___ QUOTED PASSAGE ___

Introduction
Government requests for information about the implications of ecosystem change for achieving social and economic goals piled up in the wake of four international environmental conventions, leading researchers and policy advisers to conduct ‘one of the most ambitious ecological studies’ to date, the Millennium Ecosystem Assessment (MA) between 2001 and 2005 (Tallis and Kareiva, 2006a). The aim was to assess the consequences of ecosystem change for human well-being and to establish the scientific basis for actions needed to enhance the conservation and sustainable use of ecosystems. Principle users were the international environmental conventions, such as the Convention on Biological Diversity (CBD), but the multi-disciplinary group of assessment leaders designed it to also meet the needs of the business community, the health sector, non-governmental organizations, and indigenous peoples. About 1300 participants contributed to the process as authors, and the end products included technical reports and summaries aimed at specific user groups.1
The MA was conceived as a multi-scale assessment, with interlinked assessments undertaken at local, watershed, national, regional, and global scales. Thus, in addition to providing global-scale information, 33 subglobal assessments aimed to meet the information needs of users2 in the regions where they were undertaken. By conducting the assessment at multiple scales, the assessment team hoped to both improve the quality of information and increase the relevance of the findings for decision-makers working at different levels of governance (Zermoglio et al., 2005; Wilbanks, 2006).

___ GIVEN MATERIAL ___

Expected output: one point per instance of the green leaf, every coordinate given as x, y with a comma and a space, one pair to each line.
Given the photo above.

___

* **PROMPT**
Please set down the entire Millennium Ecosystem Assessment introduction word for word, heading included. Rely solely on the Millennium Ecosystem Assessment introduction, not on the data.

* **OUTPUT FOR THIS EXERCISE**
Introduction
Government requests for information about the implications of ecosystem change for achieving social and economic goals piled up in the wake of four international environmental conventions, leading researchers and policy advisers to conduct ‘one of the most ambitious ecological studies’ to date, the Millennium Ecosystem Assessment (MA) between 2001 and 2005 (Tallis and Kareiva, 2006a). The aim was to assess the consequences of ecosystem change for human well-being and to establish the scientific basis for actions needed to enhance the conservation and sustainable use of ecosystems. Principle users were the international environmental conventions, such as the Convention on Biological Diversity (CBD), but the multi-disciplinary group of assessment leaders designed it to also meet the needs of the business community, the health sector, non-governmental organizations, and indigenous peoples. About 1300 participants contributed to the process as authors, and the end products included technical reports and summaries aimed at specific user groups.1
The MA was conceived as a multi-scale assessment, with interlinked assessments undertaken at local, watershed, national, regional, and global scales. Thus, in addition to providing global-scale information, 33 subglobal assessments aimed to meet the information needs of users2 in the regions where they were undertaken. By conducting the assessment at multiple scales, the assessment team hoped to both improve the quality of information and increase the relevance of the findings for decision-makers working at different levels of governance (Zermoglio et al., 2005; Wilbanks, 2006).